今回も細かなところまで、しっかり取材しているなぁ。
次回のレポートもよろしくお願いします!

<すずゆりの取材後記>

鈴木友里プロフィール画像「ここにいる皆さんの中で、僕が一番年上じゃないかな?」と、会場を見渡しながらおっしゃった、“ベトナム戦争世代”のライナー監督。
人生の年輪以上に感じたのは、長く映画界のトップに君臨し続けているからこその重厚なオーラと、強い信念を持って映画を作り続けている真摯な姿勢。近くで撮影をしていた私は、圧倒されそうになりながらシャッターを切っていました。記者との質疑応答が続くなか、通訳さんにも気を配る優しさをみせ、質問の一つひとつに穏やかな表情で受け答えをし、話しながらだんだんと熱を帯びていく表情を間近で見て、彼のことをあらためて好きになってしまいました。
劇中では、ライナー監督演じるウォルコット支局長が、部下である社員(記者たち)を奮起させるシーンが一番印象的で感動しました。映画で描かれている時代は、まだSNSも発達しておらず、大手マスコミの情報を人々が鵜呑みにし、中堅新聞社の声が届きにくかった2000年代の初頭。そのなかでも真実を追った人々がいたことを知り、「メディアの情報は果たして真実なのか?」と映画を通して問いかけられたようで、あらためて冷静に情報を精査する必要性を感じずにはいられませんでした。今回も貴重な経験となった潜入レポート、次回もステキな記事を皆様にお届けできるように、ますますがんばりたいと思います!

# [取り組む課題]
- A) 取材後記の「<すずゆりの取材後記>」から「ますがんばりたいと思います!」までの部分を、一字も変えずに書き出してください。
- B) 記録の「Exercise. Mark every instance of the hardwood floor plank」を含む行から「[(91, 217), (115, 207), (75, 205), (101, 213)]」を含む行までを、「wooden chair」を「dining chair」に置き換えて更新してください。ほかは一切変えず、その範囲の行だけを示してください。

# [記録データ]
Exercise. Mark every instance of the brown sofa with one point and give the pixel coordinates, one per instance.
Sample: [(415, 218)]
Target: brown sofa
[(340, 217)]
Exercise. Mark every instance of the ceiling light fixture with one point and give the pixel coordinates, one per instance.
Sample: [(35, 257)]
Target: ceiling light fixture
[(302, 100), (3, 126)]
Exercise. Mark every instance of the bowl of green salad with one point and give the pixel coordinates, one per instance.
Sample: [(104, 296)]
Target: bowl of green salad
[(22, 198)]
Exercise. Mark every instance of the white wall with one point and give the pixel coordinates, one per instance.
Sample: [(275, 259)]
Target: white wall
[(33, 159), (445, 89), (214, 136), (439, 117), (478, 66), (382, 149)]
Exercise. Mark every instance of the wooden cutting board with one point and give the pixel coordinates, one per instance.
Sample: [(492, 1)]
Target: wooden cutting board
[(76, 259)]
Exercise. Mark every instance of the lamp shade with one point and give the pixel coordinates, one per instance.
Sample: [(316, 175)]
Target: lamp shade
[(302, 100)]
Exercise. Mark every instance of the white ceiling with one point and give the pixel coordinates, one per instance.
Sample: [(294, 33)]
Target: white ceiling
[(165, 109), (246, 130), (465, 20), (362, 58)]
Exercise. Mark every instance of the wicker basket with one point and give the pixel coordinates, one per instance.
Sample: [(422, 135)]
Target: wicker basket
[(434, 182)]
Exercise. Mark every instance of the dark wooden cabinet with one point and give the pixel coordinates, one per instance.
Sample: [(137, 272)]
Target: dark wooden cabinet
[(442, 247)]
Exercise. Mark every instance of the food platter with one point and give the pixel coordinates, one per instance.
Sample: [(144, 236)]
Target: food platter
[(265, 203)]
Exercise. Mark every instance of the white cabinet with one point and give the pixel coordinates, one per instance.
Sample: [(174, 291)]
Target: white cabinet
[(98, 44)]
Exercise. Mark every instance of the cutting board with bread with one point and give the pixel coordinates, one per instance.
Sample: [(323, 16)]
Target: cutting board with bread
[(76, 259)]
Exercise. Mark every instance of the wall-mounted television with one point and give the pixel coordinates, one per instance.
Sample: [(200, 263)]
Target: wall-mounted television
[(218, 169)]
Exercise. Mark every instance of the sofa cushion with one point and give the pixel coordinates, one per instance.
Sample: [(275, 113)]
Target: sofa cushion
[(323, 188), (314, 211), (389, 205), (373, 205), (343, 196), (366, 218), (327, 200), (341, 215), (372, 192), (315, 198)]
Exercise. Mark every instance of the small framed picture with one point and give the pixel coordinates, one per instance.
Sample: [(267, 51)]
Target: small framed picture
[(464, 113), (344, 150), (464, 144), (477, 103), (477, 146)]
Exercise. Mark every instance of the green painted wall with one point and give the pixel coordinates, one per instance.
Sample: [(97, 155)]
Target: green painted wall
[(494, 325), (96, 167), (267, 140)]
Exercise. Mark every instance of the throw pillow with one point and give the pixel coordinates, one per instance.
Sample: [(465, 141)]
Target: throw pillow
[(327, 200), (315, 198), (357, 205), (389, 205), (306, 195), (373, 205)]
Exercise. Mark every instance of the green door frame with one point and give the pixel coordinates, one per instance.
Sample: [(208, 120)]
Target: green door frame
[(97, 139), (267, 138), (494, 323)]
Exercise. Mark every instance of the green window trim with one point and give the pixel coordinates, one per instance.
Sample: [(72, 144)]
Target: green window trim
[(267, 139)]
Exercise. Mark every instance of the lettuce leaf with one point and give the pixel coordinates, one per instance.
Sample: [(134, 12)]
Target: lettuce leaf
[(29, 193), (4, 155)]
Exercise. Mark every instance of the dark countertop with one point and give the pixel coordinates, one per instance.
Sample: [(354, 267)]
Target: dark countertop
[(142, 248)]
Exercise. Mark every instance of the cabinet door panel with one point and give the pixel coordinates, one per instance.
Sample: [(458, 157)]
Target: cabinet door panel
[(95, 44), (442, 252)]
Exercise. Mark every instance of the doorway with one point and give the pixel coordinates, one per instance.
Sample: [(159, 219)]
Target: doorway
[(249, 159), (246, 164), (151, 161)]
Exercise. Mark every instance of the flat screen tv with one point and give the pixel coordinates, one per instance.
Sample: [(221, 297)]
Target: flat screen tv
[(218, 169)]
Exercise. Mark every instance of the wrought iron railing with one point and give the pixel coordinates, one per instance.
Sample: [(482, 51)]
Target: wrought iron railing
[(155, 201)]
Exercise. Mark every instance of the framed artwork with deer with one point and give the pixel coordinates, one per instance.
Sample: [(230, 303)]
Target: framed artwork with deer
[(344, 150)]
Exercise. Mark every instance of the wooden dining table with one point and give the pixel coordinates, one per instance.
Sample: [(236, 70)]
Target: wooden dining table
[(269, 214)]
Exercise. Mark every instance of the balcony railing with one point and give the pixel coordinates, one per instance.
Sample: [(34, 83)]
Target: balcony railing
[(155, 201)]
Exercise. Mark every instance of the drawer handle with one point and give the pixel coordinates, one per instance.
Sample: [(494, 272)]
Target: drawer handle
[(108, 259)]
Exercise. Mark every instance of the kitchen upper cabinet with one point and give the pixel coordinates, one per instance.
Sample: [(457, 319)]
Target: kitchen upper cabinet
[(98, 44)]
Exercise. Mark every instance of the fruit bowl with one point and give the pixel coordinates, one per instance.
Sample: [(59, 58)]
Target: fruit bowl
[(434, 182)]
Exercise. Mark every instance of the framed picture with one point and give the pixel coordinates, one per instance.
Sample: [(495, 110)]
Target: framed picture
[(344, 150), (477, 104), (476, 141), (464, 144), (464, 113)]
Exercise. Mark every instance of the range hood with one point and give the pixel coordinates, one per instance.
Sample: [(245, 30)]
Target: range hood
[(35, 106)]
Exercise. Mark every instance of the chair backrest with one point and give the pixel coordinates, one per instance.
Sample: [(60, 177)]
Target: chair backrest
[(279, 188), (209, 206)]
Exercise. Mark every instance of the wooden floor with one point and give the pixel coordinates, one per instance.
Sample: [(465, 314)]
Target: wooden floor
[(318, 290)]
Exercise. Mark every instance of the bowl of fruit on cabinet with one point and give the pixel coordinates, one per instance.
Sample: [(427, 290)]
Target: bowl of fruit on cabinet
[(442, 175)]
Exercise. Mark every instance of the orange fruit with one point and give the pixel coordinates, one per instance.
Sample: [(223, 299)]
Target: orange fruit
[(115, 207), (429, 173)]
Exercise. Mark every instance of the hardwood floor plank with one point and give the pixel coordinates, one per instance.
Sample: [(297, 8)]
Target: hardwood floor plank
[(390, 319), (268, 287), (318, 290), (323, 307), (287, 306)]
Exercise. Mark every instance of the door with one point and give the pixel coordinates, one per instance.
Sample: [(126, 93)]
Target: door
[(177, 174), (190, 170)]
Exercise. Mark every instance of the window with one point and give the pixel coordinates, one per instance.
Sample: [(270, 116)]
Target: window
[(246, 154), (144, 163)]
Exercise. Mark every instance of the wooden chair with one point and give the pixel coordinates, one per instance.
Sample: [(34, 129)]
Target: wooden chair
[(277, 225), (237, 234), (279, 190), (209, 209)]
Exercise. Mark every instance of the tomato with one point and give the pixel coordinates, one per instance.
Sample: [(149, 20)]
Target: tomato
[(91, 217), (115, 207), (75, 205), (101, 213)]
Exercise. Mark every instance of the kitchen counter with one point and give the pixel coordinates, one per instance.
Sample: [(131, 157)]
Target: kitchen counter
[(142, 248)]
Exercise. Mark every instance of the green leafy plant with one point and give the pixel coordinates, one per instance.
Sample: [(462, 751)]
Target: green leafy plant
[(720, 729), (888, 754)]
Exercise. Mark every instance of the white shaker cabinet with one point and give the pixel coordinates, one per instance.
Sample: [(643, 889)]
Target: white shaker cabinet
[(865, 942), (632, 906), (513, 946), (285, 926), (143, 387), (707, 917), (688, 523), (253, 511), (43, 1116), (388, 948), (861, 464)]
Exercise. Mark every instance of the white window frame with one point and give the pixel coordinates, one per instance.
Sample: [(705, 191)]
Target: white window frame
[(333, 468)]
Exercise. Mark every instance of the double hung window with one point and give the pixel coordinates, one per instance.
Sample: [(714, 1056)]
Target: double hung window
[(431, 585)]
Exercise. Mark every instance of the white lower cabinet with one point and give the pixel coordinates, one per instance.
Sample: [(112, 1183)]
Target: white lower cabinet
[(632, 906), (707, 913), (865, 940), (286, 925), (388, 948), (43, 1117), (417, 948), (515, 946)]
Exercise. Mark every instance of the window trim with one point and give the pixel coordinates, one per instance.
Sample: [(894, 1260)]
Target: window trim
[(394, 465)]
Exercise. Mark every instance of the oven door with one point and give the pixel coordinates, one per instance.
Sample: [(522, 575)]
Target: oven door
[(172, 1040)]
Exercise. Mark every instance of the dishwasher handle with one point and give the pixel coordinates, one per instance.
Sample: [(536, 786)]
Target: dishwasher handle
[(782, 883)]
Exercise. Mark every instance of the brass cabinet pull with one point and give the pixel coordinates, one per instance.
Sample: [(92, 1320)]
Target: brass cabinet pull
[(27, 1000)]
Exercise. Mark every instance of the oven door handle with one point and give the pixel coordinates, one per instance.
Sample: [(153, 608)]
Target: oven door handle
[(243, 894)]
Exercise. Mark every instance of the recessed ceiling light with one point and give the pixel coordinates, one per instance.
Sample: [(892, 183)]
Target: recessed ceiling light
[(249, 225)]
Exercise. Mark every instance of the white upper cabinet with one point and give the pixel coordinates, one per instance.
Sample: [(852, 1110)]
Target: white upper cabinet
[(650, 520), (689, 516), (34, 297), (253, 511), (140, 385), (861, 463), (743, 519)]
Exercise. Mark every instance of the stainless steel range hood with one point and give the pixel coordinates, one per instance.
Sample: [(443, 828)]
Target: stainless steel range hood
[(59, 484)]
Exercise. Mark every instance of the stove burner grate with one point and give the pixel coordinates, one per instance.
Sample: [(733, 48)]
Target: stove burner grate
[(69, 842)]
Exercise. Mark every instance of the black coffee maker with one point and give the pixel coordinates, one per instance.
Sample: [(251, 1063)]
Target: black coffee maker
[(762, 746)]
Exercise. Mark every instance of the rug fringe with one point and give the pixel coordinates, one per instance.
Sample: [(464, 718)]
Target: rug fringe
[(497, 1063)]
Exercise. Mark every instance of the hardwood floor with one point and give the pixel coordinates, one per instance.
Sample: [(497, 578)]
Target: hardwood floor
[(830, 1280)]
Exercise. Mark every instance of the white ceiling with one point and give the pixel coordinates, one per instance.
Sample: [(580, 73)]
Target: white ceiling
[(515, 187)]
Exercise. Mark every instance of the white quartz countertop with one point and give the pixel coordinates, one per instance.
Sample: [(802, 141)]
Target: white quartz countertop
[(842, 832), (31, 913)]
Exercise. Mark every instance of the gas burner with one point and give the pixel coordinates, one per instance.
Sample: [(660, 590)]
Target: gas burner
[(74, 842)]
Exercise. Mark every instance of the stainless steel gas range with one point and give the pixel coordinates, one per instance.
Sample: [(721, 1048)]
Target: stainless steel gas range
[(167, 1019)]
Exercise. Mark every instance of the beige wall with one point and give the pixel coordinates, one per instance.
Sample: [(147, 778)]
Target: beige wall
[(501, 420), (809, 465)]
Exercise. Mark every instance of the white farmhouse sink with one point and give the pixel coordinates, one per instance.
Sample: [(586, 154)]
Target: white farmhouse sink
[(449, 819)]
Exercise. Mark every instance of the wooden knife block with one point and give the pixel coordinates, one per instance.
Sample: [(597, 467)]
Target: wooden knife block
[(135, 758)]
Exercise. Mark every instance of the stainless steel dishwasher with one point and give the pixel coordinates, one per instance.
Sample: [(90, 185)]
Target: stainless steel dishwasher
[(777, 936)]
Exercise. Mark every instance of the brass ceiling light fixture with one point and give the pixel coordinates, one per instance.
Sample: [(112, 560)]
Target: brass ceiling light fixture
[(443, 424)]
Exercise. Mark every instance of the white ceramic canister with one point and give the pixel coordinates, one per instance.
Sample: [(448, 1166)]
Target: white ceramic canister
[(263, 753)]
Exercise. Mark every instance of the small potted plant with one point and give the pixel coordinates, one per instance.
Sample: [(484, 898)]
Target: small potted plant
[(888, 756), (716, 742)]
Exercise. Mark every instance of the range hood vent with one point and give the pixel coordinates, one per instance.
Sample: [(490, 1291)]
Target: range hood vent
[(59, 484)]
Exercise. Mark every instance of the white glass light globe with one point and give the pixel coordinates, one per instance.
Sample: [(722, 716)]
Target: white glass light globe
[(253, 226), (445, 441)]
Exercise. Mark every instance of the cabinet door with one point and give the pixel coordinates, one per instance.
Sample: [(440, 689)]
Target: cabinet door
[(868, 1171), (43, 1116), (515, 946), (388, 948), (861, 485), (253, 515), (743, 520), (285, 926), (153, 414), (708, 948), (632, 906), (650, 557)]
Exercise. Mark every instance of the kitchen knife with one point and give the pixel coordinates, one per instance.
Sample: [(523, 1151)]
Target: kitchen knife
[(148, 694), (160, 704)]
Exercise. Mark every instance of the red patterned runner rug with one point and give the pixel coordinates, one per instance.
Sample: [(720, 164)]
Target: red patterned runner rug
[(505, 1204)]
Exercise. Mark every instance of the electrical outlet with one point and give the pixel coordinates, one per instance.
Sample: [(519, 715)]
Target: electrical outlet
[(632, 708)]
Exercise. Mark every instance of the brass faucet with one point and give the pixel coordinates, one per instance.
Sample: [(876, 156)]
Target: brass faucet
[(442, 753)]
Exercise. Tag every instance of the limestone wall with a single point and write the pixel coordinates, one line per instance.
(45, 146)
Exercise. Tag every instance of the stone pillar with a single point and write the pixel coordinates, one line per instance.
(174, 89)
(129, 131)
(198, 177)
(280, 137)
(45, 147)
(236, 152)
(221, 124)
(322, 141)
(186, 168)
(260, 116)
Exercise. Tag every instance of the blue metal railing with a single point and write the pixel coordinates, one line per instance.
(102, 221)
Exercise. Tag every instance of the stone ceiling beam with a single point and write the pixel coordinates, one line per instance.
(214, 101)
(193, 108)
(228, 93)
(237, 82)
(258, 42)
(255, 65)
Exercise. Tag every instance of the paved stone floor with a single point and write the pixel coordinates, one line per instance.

# [課題ごとの解答]
- A)
<すずゆりの取材後記>

鈴木友里プロフィール画像「ここにいる皆さんの中で、僕が一番年上じゃないかな?」と、会場を見渡しながらおっしゃった、“ベトナム戦争世代”のライナー監督。
人生の年輪以上に感じたのは、長く映画界のトップに君臨し続けているからこその重厚なオーラと、強い信念を持って映画を作り続けている真摯な姿勢。近くで撮影をしていた私は、圧倒されそうになりながらシャッターを切っていました。記者との質疑応答が続くなか、通訳さんにも気を配る優しさをみせ、質問の一つひとつに穏やかな表情で受け答えをし、話しながらだんだんと熱を帯びていく表情を間近で見て、彼のことをあらためて好きになってしまいました。
劇中では、ライナー監督演じるウォルコット支局長が、部下である社員(記者たち)を奮起させるシーンが一番印象的で感動しました。映画で描かれている時代は、まだSNSも発達しておらず、大手マスコミの情報を人々が鵜呑みにし、中堅新聞社の声が届きにくかった2000年代の初頭。そのなかでも真実を追った人々がいたことを知り、「メディアの情報は果たして真実なのか?」と映画を通して問いかけられたようで、あらためて冷静に情報を精査する必要性を感じずにはいられませんでした。今回も貴重な経験となった潜入レポート、次回もステキな記事を皆様にお届けできるように、ますますがんばりたいと思います!

- B)
Exercise. Mark every instance of the hardwood floor plank with one point and give the pixel coordinates, one per instance.
Sample: [(297, 8)]
Target: hardwood floor plank
[(390, 319), (268, 287), (318, 290), (323, 307), (287, 306)]
Exercise. Mark every instance of the door with one point and give the pixel coordinates, one per instance.
Sample: [(126, 93)]
Target: door
[(177, 174), (190, 170)]
Exercise. Mark every instance of the window with one point and give the pixel coordinates, one per instance.
Sample: [(270, 116)]
Target: window
[(246, 154), (144, 163)]
Exercise. Mark every instance of the dining chair with one point and give the pixel coordinates, one per instance.
Sample: [(34, 129)]
Target: dining chair
[(277, 225), (237, 234), (279, 190), (209, 209)]
Exercise. Mark every instance of the tomato with one point and give the pixel coordinates, one per instance.
Sample: [(149, 20)]
Target: tomato
[(91, 217), (115, 207), (75, 205), (101, 213)]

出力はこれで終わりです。